------ MATERIAL SUPPLIED
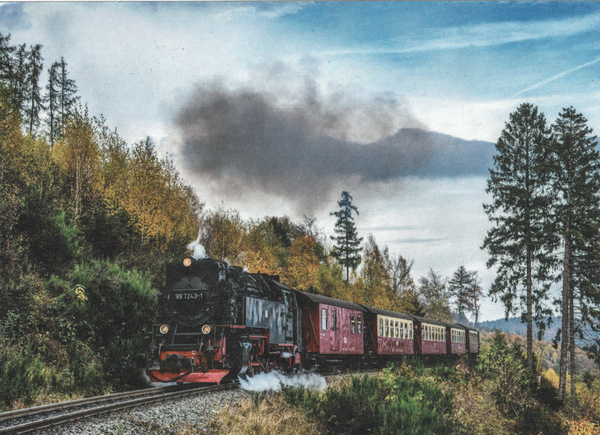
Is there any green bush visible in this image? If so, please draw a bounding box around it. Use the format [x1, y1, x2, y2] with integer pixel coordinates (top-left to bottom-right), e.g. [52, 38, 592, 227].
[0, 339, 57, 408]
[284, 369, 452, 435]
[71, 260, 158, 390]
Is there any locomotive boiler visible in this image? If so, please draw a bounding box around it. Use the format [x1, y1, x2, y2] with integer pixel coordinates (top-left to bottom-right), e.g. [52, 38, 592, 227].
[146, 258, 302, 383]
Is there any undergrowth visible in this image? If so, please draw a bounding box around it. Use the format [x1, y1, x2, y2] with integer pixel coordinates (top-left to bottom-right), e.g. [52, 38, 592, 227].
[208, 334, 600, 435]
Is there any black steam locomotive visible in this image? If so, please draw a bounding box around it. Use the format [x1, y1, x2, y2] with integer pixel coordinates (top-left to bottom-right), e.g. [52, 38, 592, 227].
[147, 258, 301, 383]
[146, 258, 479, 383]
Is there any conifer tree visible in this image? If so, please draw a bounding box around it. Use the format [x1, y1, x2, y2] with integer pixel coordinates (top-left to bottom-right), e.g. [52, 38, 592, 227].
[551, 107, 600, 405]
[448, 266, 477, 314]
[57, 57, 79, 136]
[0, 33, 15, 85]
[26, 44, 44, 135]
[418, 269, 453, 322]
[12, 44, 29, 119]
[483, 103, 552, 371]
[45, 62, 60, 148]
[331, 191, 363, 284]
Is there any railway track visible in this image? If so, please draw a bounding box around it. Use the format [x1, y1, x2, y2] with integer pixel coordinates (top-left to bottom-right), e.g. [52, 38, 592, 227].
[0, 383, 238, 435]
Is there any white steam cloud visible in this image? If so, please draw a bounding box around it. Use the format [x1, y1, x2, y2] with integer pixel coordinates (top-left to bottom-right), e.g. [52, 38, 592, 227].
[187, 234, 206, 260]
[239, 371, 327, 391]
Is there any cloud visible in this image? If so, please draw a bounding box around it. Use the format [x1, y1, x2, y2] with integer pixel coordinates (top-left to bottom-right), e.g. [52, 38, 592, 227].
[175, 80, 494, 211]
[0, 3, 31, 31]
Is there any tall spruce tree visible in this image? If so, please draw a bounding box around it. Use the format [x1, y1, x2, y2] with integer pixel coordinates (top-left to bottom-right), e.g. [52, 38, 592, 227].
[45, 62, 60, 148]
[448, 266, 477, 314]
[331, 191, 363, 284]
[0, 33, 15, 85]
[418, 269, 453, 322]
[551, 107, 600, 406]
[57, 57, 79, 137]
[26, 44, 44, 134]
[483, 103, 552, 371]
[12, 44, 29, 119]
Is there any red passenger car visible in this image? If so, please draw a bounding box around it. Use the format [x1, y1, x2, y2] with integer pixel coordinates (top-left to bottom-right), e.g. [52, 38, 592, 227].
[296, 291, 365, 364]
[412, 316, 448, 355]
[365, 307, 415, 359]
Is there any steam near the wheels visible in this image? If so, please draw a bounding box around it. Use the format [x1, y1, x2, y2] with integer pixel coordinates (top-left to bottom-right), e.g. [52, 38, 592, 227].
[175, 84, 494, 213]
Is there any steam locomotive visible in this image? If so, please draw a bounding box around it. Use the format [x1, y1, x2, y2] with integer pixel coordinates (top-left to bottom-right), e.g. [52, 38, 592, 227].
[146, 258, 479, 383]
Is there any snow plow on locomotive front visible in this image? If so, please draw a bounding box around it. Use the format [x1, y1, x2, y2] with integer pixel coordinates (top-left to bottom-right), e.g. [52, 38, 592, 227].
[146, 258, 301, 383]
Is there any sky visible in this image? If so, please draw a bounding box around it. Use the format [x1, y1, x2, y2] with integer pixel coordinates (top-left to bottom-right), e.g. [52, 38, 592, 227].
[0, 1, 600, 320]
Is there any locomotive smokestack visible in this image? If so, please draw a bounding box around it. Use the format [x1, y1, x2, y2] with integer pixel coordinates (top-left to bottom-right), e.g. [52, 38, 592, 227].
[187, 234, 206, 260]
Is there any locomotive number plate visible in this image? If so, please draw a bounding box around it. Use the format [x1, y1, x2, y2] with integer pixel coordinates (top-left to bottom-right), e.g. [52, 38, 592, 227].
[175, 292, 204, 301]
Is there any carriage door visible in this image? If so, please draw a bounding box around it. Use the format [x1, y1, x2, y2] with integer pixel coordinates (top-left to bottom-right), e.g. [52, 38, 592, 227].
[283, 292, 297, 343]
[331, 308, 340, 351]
------------
------ MATERIAL SUPPLIED
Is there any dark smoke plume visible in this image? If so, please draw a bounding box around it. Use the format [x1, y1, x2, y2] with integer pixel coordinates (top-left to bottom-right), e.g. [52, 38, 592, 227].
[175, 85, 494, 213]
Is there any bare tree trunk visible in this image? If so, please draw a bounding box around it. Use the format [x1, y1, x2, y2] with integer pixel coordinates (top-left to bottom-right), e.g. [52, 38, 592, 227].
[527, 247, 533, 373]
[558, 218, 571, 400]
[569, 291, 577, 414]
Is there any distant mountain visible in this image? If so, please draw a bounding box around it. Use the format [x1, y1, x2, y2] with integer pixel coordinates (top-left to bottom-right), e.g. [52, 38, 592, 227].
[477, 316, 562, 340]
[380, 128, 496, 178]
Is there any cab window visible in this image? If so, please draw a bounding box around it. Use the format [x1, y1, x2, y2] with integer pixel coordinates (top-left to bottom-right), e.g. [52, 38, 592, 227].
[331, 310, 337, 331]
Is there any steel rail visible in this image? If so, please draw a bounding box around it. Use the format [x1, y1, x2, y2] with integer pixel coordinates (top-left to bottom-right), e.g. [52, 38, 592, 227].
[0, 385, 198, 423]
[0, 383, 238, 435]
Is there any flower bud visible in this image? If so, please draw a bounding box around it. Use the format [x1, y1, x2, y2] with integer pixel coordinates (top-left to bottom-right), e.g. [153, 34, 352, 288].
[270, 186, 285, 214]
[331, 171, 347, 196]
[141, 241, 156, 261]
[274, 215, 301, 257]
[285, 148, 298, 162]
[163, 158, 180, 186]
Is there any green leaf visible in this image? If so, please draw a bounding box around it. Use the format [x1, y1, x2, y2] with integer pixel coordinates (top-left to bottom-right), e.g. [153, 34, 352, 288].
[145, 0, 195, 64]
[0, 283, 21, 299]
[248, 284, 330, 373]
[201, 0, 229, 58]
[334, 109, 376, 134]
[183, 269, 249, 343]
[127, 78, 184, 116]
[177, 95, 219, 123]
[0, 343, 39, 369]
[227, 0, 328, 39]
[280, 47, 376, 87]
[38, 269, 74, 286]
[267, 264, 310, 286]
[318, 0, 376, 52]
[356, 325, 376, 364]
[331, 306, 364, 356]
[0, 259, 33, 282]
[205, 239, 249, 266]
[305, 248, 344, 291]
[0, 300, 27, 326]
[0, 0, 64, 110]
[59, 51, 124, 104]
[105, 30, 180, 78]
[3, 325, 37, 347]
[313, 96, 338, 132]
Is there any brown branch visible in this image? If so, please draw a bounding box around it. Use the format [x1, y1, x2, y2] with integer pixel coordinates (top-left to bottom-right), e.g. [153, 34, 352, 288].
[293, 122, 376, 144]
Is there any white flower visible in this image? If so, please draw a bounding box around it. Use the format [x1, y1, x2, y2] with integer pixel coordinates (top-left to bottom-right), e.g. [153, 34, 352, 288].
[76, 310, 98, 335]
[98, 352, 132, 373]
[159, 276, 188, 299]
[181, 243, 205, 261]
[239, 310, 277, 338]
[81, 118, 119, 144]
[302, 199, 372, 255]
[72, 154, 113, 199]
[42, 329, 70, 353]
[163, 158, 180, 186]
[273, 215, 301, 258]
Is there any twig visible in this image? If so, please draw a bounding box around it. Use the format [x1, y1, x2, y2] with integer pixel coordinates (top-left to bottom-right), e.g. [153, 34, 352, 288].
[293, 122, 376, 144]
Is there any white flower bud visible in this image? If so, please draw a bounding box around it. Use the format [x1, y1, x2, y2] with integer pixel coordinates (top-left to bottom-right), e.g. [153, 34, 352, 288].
------------
= WHAT IS BEING ASKED =
Please repeat the lines from the line with "Is there any locomotive number" to the line with "[175, 292, 204, 301]", changing "number plate" to "nameplate" and leaving the rest as it is.

= PROBLEM SOLUTION =
Is there any locomotive nameplate visible in this image? If so, please draw a bounding box around it. Use the format [x1, y1, x2, y2] with integer pixel coordinates (top-left to bottom-right), e.g. [52, 38, 592, 227].
[175, 292, 204, 301]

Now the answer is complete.